Given data:
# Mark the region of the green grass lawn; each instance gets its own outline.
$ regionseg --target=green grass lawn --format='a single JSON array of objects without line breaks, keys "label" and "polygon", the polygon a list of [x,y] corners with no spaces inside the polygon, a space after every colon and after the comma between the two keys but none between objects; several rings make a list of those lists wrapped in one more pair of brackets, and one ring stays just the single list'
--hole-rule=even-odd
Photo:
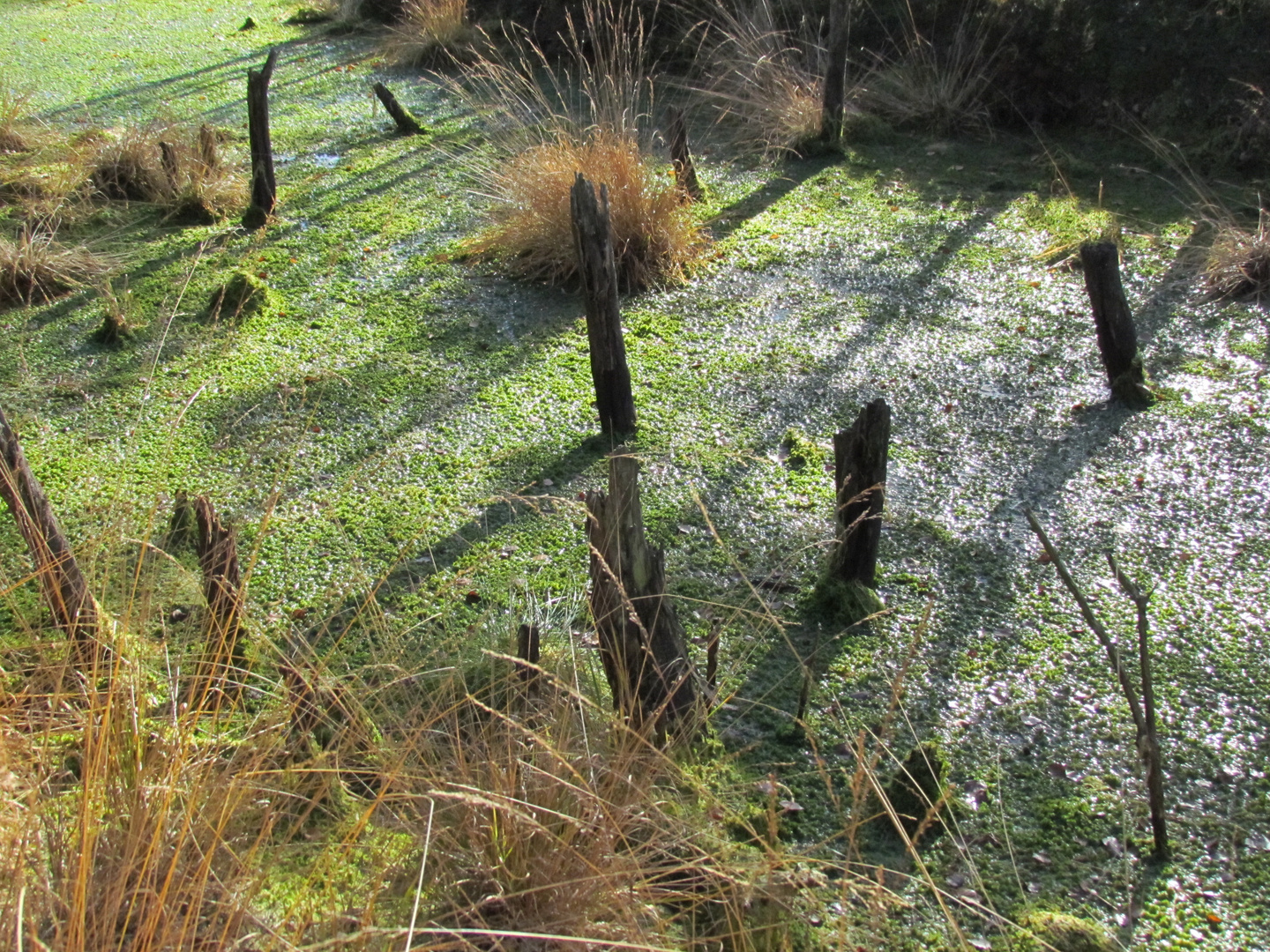
[{"label": "green grass lawn", "polygon": [[[602,485],[606,447],[580,300],[456,263],[485,204],[462,160],[483,149],[472,118],[427,76],[385,71],[366,37],[283,25],[288,11],[0,8],[8,75],[36,88],[33,108],[58,133],[211,122],[245,151],[245,70],[281,50],[277,223],[253,235],[163,226],[142,206],[99,213],[83,234],[113,260],[116,292],[127,288],[133,339],[91,341],[104,315],[93,289],[3,311],[0,405],[114,611],[136,541],[159,541],[185,490],[241,528],[265,669],[273,645],[300,636],[338,641],[337,671],[409,669],[436,645],[470,651],[471,631],[507,650],[526,604],[585,584],[577,498]],[[248,15],[258,25],[240,32]],[[376,79],[428,135],[390,135]],[[1007,133],[875,135],[841,157],[763,165],[704,141],[718,254],[690,283],[624,302],[645,517],[690,636],[711,613],[726,622],[732,697],[715,726],[728,782],[758,805],[752,783],[775,772],[804,806],[785,824],[792,840],[841,849],[826,781],[847,783],[839,750],[879,725],[931,605],[892,744],[903,757],[931,739],[949,764],[954,831],[926,852],[935,881],[1010,916],[1077,911],[1126,946],[1265,948],[1270,319],[1205,300],[1186,263],[1191,221],[1165,183],[1134,171],[1146,160],[1132,142],[1063,142],[1048,143],[1055,164]],[[1111,225],[1163,395],[1139,413],[1107,402],[1082,275],[1052,267]],[[208,300],[234,269],[277,302],[212,322]],[[894,414],[890,613],[870,633],[842,632],[804,611],[832,537],[822,463],[834,430],[878,396]],[[820,458],[791,466],[791,438]],[[1128,708],[1038,561],[1025,505],[1123,637],[1130,605],[1102,552],[1154,585],[1176,849],[1162,869],[1138,859],[1149,839]],[[3,520],[5,579],[22,553]],[[165,605],[197,599],[188,572],[164,578]],[[343,637],[343,609],[372,590],[391,630]],[[0,607],[9,645],[22,598]],[[545,649],[568,651],[584,626],[559,621]],[[790,730],[795,651],[815,652],[814,748]],[[913,892],[892,939],[935,947],[939,919]]]}]

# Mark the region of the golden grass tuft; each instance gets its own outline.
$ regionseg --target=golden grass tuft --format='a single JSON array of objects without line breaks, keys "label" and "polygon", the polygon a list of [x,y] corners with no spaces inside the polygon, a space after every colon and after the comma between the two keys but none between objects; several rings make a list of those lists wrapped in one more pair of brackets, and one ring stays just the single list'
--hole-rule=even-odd
[{"label": "golden grass tuft", "polygon": [[104,270],[100,258],[60,244],[51,230],[23,225],[15,237],[0,236],[0,305],[43,303]]},{"label": "golden grass tuft", "polygon": [[608,187],[624,287],[682,281],[706,248],[705,232],[668,173],[613,133],[533,146],[493,174],[494,223],[467,250],[517,277],[561,283],[578,269],[569,189],[574,175]]},{"label": "golden grass tuft", "polygon": [[1241,228],[1223,222],[1213,237],[1204,277],[1209,288],[1222,297],[1270,296],[1270,231],[1266,213],[1257,227]]},{"label": "golden grass tuft", "polygon": [[90,182],[100,198],[150,202],[174,223],[210,225],[248,199],[245,173],[220,143],[210,126],[128,127],[99,143]]},{"label": "golden grass tuft", "polygon": [[398,66],[438,66],[467,58],[480,39],[467,22],[467,0],[406,0],[384,53]]},{"label": "golden grass tuft", "polygon": [[743,151],[798,152],[820,137],[824,80],[809,37],[775,25],[768,0],[707,6],[706,80],[697,88]]}]

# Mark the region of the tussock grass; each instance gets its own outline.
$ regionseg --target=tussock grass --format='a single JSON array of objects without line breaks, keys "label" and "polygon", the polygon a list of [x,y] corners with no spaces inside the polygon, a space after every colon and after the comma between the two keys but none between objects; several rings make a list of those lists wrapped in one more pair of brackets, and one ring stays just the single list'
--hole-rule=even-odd
[{"label": "tussock grass", "polygon": [[150,202],[180,225],[208,225],[246,204],[240,164],[222,154],[221,136],[154,123],[108,137],[93,159],[94,193],[108,201]]},{"label": "tussock grass", "polygon": [[705,81],[696,91],[716,109],[729,145],[779,154],[819,138],[824,57],[808,18],[794,36],[776,27],[770,0],[718,3],[702,17]]},{"label": "tussock grass", "polygon": [[569,281],[577,272],[569,188],[582,171],[608,187],[621,283],[681,281],[705,232],[650,154],[653,83],[639,13],[587,4],[561,37],[563,62],[523,33],[507,41],[508,55],[479,56],[452,84],[484,117],[497,150],[494,161],[469,156],[493,199],[493,223],[467,250],[517,277]]},{"label": "tussock grass", "polygon": [[42,303],[104,270],[99,256],[60,244],[47,227],[23,225],[14,237],[0,236],[0,305]]},{"label": "tussock grass", "polygon": [[384,53],[398,66],[438,66],[472,56],[483,34],[467,22],[467,0],[406,0]]}]

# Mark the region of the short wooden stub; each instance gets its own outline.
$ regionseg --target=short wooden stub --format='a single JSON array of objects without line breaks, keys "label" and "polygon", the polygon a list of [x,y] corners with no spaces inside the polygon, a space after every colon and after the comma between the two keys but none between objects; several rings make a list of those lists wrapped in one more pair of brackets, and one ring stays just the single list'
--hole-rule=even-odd
[{"label": "short wooden stub", "polygon": [[180,162],[177,159],[177,147],[171,142],[160,142],[159,157],[163,161],[163,174],[168,179],[168,188],[175,193],[180,184]]},{"label": "short wooden stub", "polygon": [[392,90],[382,83],[376,83],[373,89],[375,95],[377,95],[380,102],[384,103],[384,109],[392,117],[392,122],[398,124],[398,132],[403,136],[418,136],[424,131],[423,126],[419,124],[419,121],[410,114],[410,110],[405,109],[396,100],[396,96],[392,95]]},{"label": "short wooden stub", "polygon": [[1134,406],[1151,404],[1154,397],[1147,387],[1138,355],[1138,333],[1120,283],[1120,249],[1111,241],[1083,244],[1081,264],[1111,395]]},{"label": "short wooden stub", "polygon": [[847,43],[848,0],[831,0],[829,36],[824,66],[824,98],[820,135],[826,140],[836,140],[842,128],[842,110],[847,102]]},{"label": "short wooden stub", "polygon": [[665,595],[664,553],[644,536],[639,462],[625,447],[608,458],[608,493],[587,494],[587,513],[591,613],[613,707],[638,730],[691,730],[695,675]]},{"label": "short wooden stub", "polygon": [[0,498],[30,552],[44,603],[71,642],[74,663],[91,665],[99,659],[97,602],[4,410],[0,410]]},{"label": "short wooden stub", "polygon": [[212,171],[221,164],[216,154],[216,132],[206,122],[198,127],[198,161],[206,171]]},{"label": "short wooden stub", "polygon": [[173,526],[193,517],[197,536],[194,548],[203,572],[203,595],[207,599],[203,660],[199,677],[190,691],[190,704],[199,708],[218,707],[225,698],[236,697],[246,668],[243,652],[243,578],[239,571],[237,533],[226,527],[207,496],[193,501],[178,498],[178,505],[189,513],[173,517]]},{"label": "short wooden stub", "polygon": [[273,175],[273,142],[269,138],[269,80],[278,62],[278,51],[271,50],[264,69],[246,71],[246,127],[251,142],[251,204],[243,215],[243,225],[260,228],[278,203],[278,183]]},{"label": "short wooden stub", "polygon": [[851,429],[833,437],[838,545],[829,575],[875,588],[881,506],[890,444],[890,407],[878,397],[866,404]]},{"label": "short wooden stub", "polygon": [[626,367],[622,317],[617,305],[617,265],[608,222],[608,188],[596,189],[582,173],[569,193],[573,237],[578,250],[578,273],[587,303],[587,338],[591,343],[591,377],[596,385],[596,407],[606,433],[635,432],[635,397]]},{"label": "short wooden stub", "polygon": [[665,131],[671,146],[671,165],[674,166],[674,184],[679,192],[693,202],[701,201],[701,184],[697,182],[697,169],[688,151],[688,128],[683,122],[683,110],[669,109],[669,126]]},{"label": "short wooden stub", "polygon": [[[516,656],[522,661],[536,665],[541,656],[540,645],[541,640],[537,625],[522,625],[516,630]],[[530,687],[533,687],[537,682],[538,673],[528,665],[517,665],[516,673]]]}]

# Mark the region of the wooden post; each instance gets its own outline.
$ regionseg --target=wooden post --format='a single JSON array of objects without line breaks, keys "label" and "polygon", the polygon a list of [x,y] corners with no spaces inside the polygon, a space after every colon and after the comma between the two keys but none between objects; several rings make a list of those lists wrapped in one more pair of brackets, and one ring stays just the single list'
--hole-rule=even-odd
[{"label": "wooden post", "polygon": [[690,717],[697,691],[665,595],[665,555],[644,537],[639,462],[625,447],[608,457],[608,493],[587,494],[587,513],[591,614],[613,707],[638,730],[664,735]]},{"label": "wooden post", "polygon": [[847,43],[851,39],[848,3],[850,0],[831,0],[829,3],[829,36],[820,126],[820,136],[828,141],[837,140],[841,133],[842,110],[847,102]]},{"label": "wooden post", "polygon": [[596,385],[599,425],[610,434],[635,432],[635,397],[626,367],[622,317],[617,306],[617,265],[608,222],[608,187],[596,189],[582,173],[569,192],[573,239],[578,249],[578,274],[587,302],[587,338],[591,343],[591,377]]},{"label": "wooden post", "polygon": [[198,160],[207,171],[220,165],[220,157],[216,155],[216,132],[206,122],[198,127]]},{"label": "wooden post", "polygon": [[419,124],[419,121],[414,118],[408,109],[403,108],[387,86],[382,83],[376,83],[373,89],[375,95],[377,95],[380,102],[384,103],[384,108],[387,110],[387,114],[392,117],[392,122],[398,124],[398,132],[403,136],[418,136],[420,132],[425,131],[423,126]]},{"label": "wooden post", "polygon": [[697,182],[697,169],[692,164],[692,152],[688,151],[688,129],[683,122],[683,110],[671,107],[669,117],[665,135],[671,146],[671,164],[674,166],[674,184],[691,201],[700,202],[701,184]]},{"label": "wooden post", "polygon": [[180,170],[180,164],[177,160],[177,147],[171,142],[159,143],[159,155],[163,161],[163,174],[168,179],[168,188],[171,189],[173,194],[177,193],[179,184],[178,174]]},{"label": "wooden post", "polygon": [[890,407],[881,397],[860,411],[850,430],[833,437],[838,545],[829,575],[870,589],[876,588],[889,446]]},{"label": "wooden post", "polygon": [[44,602],[57,627],[66,632],[75,661],[90,665],[98,658],[97,602],[4,410],[0,410],[0,498],[18,523],[36,564]]},{"label": "wooden post", "polygon": [[1081,264],[1111,395],[1133,406],[1149,405],[1154,396],[1147,387],[1133,314],[1120,283],[1120,249],[1113,241],[1086,242],[1081,245]]},{"label": "wooden post", "polygon": [[264,69],[246,71],[246,126],[251,141],[251,204],[243,215],[243,226],[260,228],[278,203],[278,183],[273,176],[273,143],[269,140],[269,80],[278,62],[271,50]]},{"label": "wooden post", "polygon": [[[516,630],[516,656],[530,664],[538,663],[541,654],[537,625],[522,625]],[[521,680],[530,685],[531,691],[536,687],[538,674],[536,670],[517,665],[517,674],[521,675]]]},{"label": "wooden post", "polygon": [[[178,501],[178,505],[180,500]],[[243,654],[243,579],[239,572],[237,533],[226,528],[207,496],[196,496],[193,509],[198,537],[194,541],[203,570],[207,625],[201,677],[190,694],[198,707],[217,707],[225,696],[236,696],[245,668]],[[177,523],[177,518],[173,519]]]}]

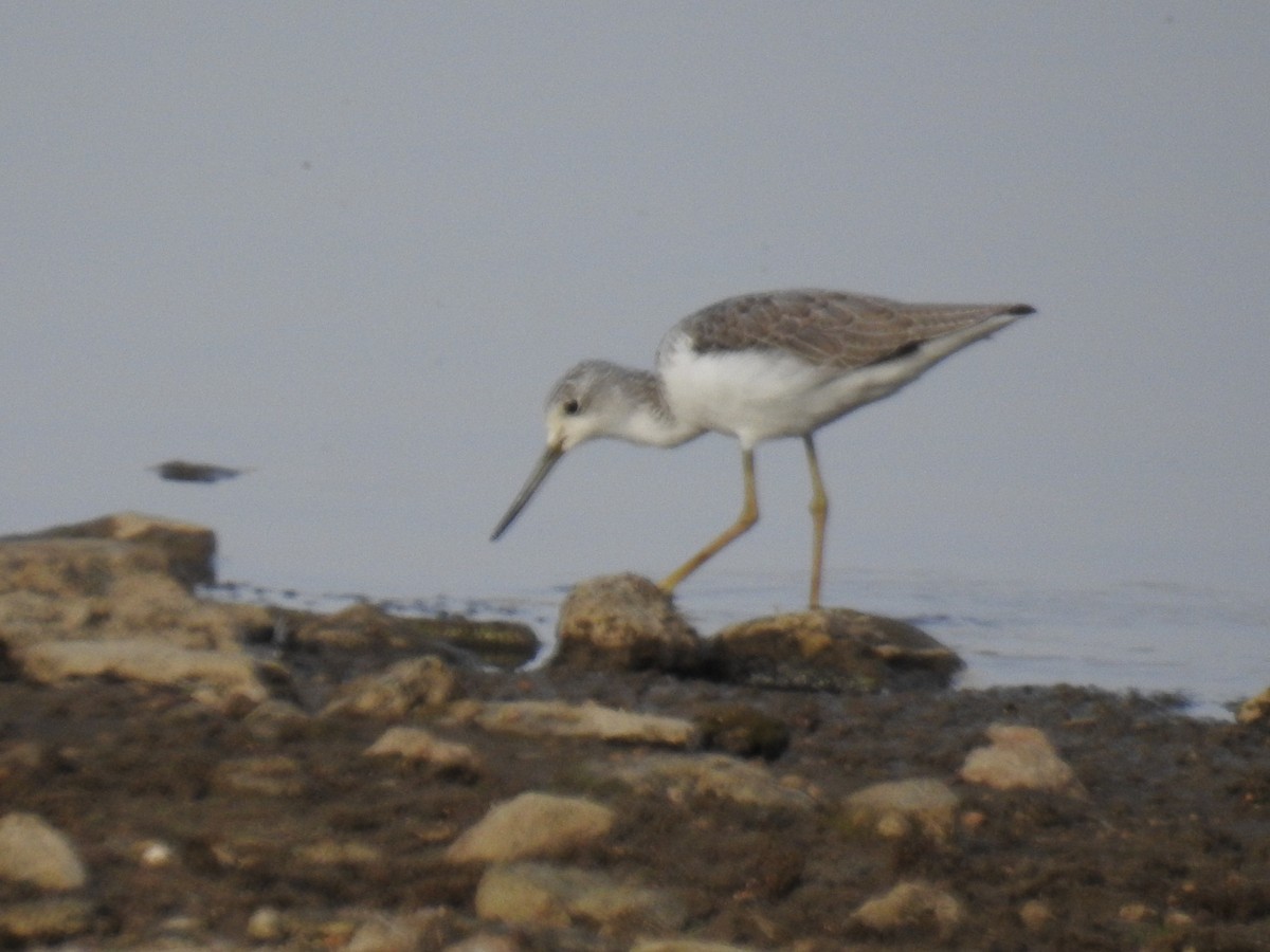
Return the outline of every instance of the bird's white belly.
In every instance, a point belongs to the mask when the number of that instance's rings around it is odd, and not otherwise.
[[[686,345],[663,352],[658,369],[678,420],[749,447],[810,433],[912,380],[886,364],[845,372],[779,350],[698,354]]]

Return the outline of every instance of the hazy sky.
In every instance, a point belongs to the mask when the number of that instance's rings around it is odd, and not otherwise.
[[[831,585],[1264,593],[1266,90],[1257,3],[4,4],[0,532],[159,512],[231,578],[385,594],[659,578],[734,519],[735,446],[583,447],[490,545],[546,391],[820,286],[1040,311],[822,433]],[[758,487],[686,594],[801,598],[796,442]]]

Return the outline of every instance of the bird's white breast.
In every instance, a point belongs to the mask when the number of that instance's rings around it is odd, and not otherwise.
[[[907,382],[892,380],[889,369],[843,372],[780,350],[698,354],[686,336],[662,349],[658,371],[678,420],[735,435],[747,447],[810,433]]]

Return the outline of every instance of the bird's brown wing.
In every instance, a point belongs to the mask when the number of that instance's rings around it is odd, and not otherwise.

Task brief: Write out again everything from the line containing "Return the outline of every instance of the bird's brown" down through the last line of the records, both included.

Task answer:
Return the outline of every instance of the bird's brown wing.
In every instance, a point belongs to the mask when the number of that instance's rings around it is odd, and not otherwise.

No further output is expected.